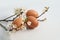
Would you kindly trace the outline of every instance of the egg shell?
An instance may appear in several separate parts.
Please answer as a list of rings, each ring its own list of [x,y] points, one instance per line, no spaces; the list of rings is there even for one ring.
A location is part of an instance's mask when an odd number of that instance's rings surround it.
[[[38,26],[38,21],[37,21],[37,19],[36,19],[35,17],[33,17],[33,16],[28,16],[28,21],[31,22],[31,25],[28,25],[28,24],[27,24],[27,28],[29,28],[29,29],[34,29],[34,28],[36,28],[36,27]],[[28,22],[28,21],[27,21],[27,22]]]

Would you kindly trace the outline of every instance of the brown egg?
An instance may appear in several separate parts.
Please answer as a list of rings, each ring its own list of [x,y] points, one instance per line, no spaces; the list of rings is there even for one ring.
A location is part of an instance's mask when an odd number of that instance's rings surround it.
[[[27,11],[26,16],[38,17],[38,12],[31,9],[31,10],[28,10],[28,11]]]
[[[38,26],[38,21],[35,17],[28,16],[27,20],[28,20],[27,21],[27,28],[34,29]]]
[[[21,18],[21,17],[20,17],[20,18],[16,18],[16,19],[12,22],[12,24],[16,25],[17,28],[20,27],[21,24],[22,24],[22,18]]]

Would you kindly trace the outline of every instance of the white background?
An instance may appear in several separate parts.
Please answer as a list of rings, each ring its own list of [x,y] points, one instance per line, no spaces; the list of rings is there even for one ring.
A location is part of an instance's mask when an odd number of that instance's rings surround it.
[[[14,14],[14,8],[35,9],[41,14],[43,8],[49,6],[48,12],[41,17],[38,28],[20,31],[11,35],[12,40],[60,40],[60,1],[59,0],[0,0],[0,19]],[[4,25],[6,23],[2,22]],[[13,36],[13,37],[12,37]],[[0,40],[7,40],[7,35],[0,27]]]

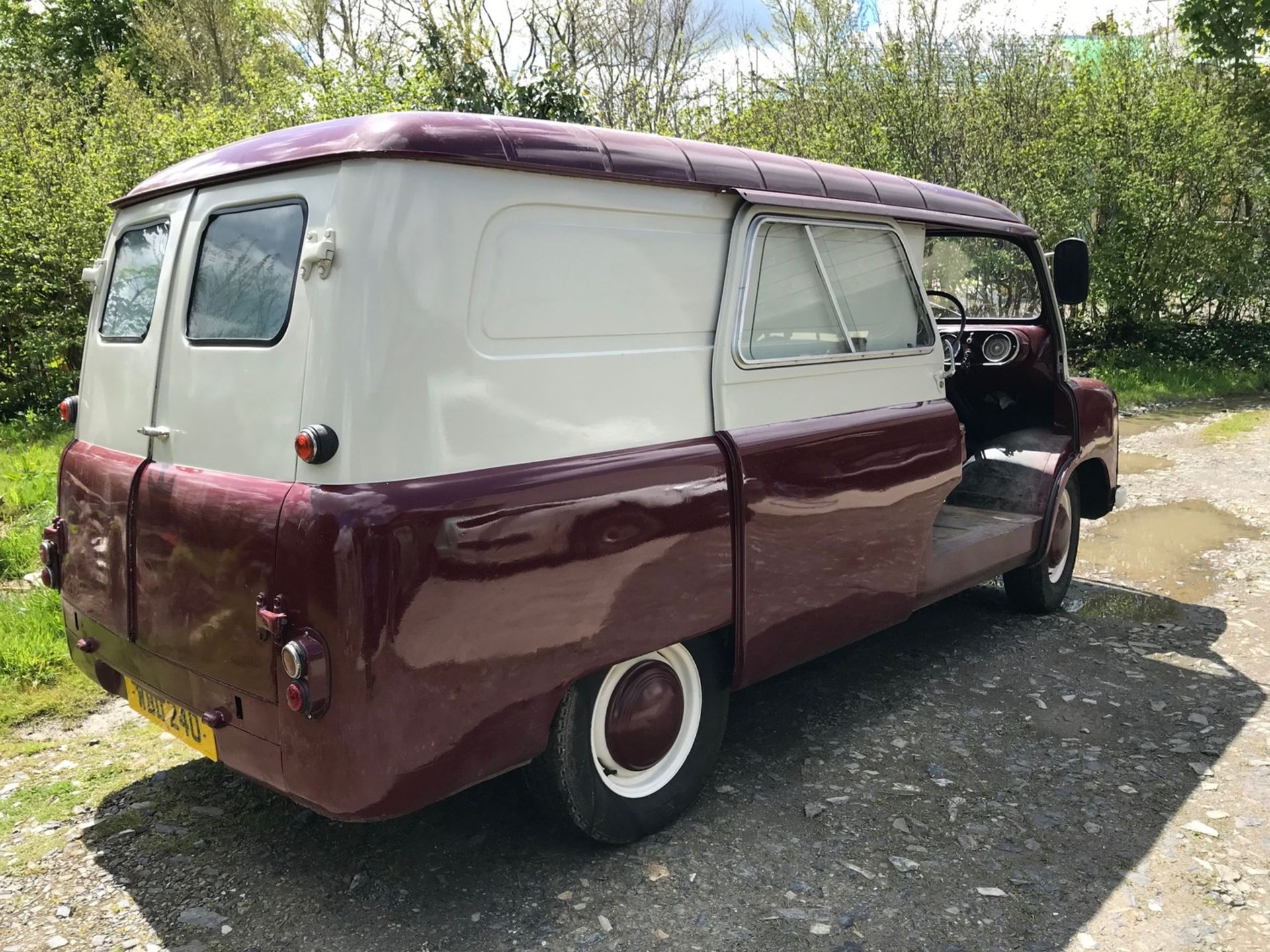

▬▬▬▬▬▬▬▬▬▬

- [Work to be completed]
Please print all of the lines above word for word, leaving out the pictures.

- [Output below]
Would you kindly trace the outline of every instance of the egg shell?
An instance may appear in several separate parts.
Please answer as a list of rings, each ring its own list of [x,y] points, one instance per line, no spaces; the list of rings is there even for one ring.
A location is part of an instance's mask when an odd number of that instance's rings surround it.
[[[38,26],[38,21],[37,21],[37,19],[36,19],[35,17],[33,17],[33,16],[28,16],[28,21],[31,22],[31,25],[28,25],[28,24],[27,24],[27,28],[29,28],[29,29],[34,29],[34,28],[36,28],[36,27]],[[28,22],[28,21],[27,21],[27,22]]]

Would you kindly trace the outline of every instance of the brown egg?
An instance may appear in several separate parts.
Please answer as a list of rings, each ring its own list of [x,y] points, one instance per line, no spaces; the list of rings is there even for one ring.
A location is part of an instance's mask when an odd number of that instance's rings surround it.
[[[27,11],[26,16],[38,17],[38,12],[31,9],[31,10],[28,10],[28,11]]]
[[[38,26],[38,21],[35,17],[28,16],[27,20],[28,20],[27,21],[27,28],[34,29]]]
[[[21,18],[21,17],[20,17],[20,18],[16,18],[16,19],[12,22],[12,24],[16,25],[17,28],[20,27],[21,24],[22,24],[22,18]]]

Would you kindly trace the outline of every instance of the white background?
An instance may appear in several separate parts.
Please answer as a list of rings, each ring its own list of [x,y] points, one instance per line, no spaces; the list of rings is there even for one ring.
A location is part of an instance's mask when an odd number of that instance's rings surround it.
[[[14,14],[14,8],[35,9],[41,14],[43,8],[49,6],[48,12],[41,17],[38,28],[20,31],[11,35],[12,40],[60,40],[60,1],[59,0],[0,0],[0,19]],[[4,25],[6,23],[2,22]],[[13,36],[13,37],[12,37]],[[0,40],[7,40],[7,35],[0,27]]]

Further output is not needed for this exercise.